— Saved data entries —
BEGIN
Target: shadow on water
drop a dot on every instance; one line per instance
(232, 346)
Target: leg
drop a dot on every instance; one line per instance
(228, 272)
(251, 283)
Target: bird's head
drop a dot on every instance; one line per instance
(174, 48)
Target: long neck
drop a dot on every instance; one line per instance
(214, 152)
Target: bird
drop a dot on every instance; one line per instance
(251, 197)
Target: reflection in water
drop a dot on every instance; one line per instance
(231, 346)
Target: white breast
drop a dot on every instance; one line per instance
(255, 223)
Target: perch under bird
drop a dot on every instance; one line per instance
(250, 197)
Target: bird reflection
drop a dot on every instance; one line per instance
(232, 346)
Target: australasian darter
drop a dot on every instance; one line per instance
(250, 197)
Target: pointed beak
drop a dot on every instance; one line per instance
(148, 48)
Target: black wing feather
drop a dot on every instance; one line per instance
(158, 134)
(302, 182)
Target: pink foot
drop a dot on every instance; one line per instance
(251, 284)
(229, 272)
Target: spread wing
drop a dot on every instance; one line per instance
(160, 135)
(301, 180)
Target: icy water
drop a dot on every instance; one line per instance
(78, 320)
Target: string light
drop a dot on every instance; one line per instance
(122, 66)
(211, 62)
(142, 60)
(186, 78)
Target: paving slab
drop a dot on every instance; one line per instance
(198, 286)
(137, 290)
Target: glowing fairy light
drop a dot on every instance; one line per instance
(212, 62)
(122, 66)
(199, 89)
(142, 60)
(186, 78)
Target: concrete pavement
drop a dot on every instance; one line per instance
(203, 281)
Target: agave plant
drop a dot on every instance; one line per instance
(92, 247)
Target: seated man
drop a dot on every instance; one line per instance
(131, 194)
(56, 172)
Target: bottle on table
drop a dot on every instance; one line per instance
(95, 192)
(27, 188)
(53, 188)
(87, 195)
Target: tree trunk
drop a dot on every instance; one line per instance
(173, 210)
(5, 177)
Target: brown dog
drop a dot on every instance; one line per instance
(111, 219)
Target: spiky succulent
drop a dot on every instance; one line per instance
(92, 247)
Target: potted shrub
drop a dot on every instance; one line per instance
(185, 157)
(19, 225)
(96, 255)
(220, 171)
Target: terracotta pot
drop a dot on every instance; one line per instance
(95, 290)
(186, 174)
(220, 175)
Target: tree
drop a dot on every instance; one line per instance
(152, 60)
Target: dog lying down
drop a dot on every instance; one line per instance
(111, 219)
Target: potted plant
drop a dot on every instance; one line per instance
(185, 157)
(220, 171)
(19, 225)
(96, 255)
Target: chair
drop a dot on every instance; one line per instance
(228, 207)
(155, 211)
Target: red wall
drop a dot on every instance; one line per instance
END
— Action item —
Return every line above exactly.

— Answer space —
Target: shadow on water
drop a dot on every instance; one line per instance
(232, 346)
Target: leg
drop a dot on every instance; one line per instance
(228, 272)
(251, 283)
Target: bird's head
drop a dot on every instance; one line per instance
(174, 48)
Target: long neck
drop a dot on every instance; one line per instance
(214, 152)
Target: bird
drop a dot on every instance; one line per instance
(251, 197)
Target: reflection in water
drop a dot on every instance; one line per instance
(231, 346)
Target: white breast
drop a dot on every instance; one line per instance
(255, 223)
Target: perch under bird
drop a dot on every instance; one line per instance
(250, 197)
Target: bird reflection
drop a dot on every instance; one line per instance
(232, 346)
Target: australasian darter
drop a dot on every instance; one line per instance
(250, 197)
Target: pointed beak
drop a dot on every instance; one line per instance
(148, 48)
Target: black wing feather
drop a dot on every instance; one line per instance
(158, 134)
(302, 182)
Target: pink foot
drop a dot on every instance; one line per instance
(251, 284)
(229, 272)
Target: spread wing
drop a dot on every instance; one line per instance
(160, 135)
(301, 180)
Target: icy water
drop a dot on every instance; one line per instance
(78, 320)
Target: string light
drop a dot on every instance; one line per instance
(122, 66)
(211, 62)
(142, 60)
(186, 78)
Target: paving slab
drop a dot on every instance; one line per instance
(198, 286)
(137, 290)
Target: glowing fairy light
drop a dot on every instance; one line per instance
(212, 62)
(122, 66)
(199, 89)
(142, 60)
(186, 78)
Target: concrete pavement
drop a dot on every instance; one line per instance
(203, 281)
Target: agave plant
drop a dot on every instance; one line per instance
(92, 247)
Target: seated man
drop a dot on every instance; one line per instance
(131, 194)
(56, 172)
Target: bottle on table
drop a dot on every instance; one line per instance
(95, 192)
(27, 188)
(53, 188)
(87, 195)
Target: tree trunk
drop a dot on every instance; one line per instance
(173, 210)
(5, 177)
Target: brown dog
drop a dot on every instance; one line per instance
(111, 219)
Target: spiky succulent
drop a dot on every instance; one line per instance
(92, 247)
Target: potted shrub
drop a dot on every instance; one line per instance
(185, 157)
(19, 225)
(96, 255)
(220, 171)
Target: terracotta pot
drop a dot on every instance; one line per instance
(95, 290)
(186, 174)
(220, 175)
Target: tree
drop a dot on every instance; one line per instance
(152, 60)
Target: dog lying down
drop a dot on every instance; one line per instance
(111, 219)
Target: potted plant
drop a dot on every instance; one line per instance
(185, 157)
(220, 171)
(19, 225)
(96, 255)
Target: chair
drop a dot on every instance; one line per instance
(228, 207)
(155, 211)
Target: red wall
drop a dot on every instance; one line per instance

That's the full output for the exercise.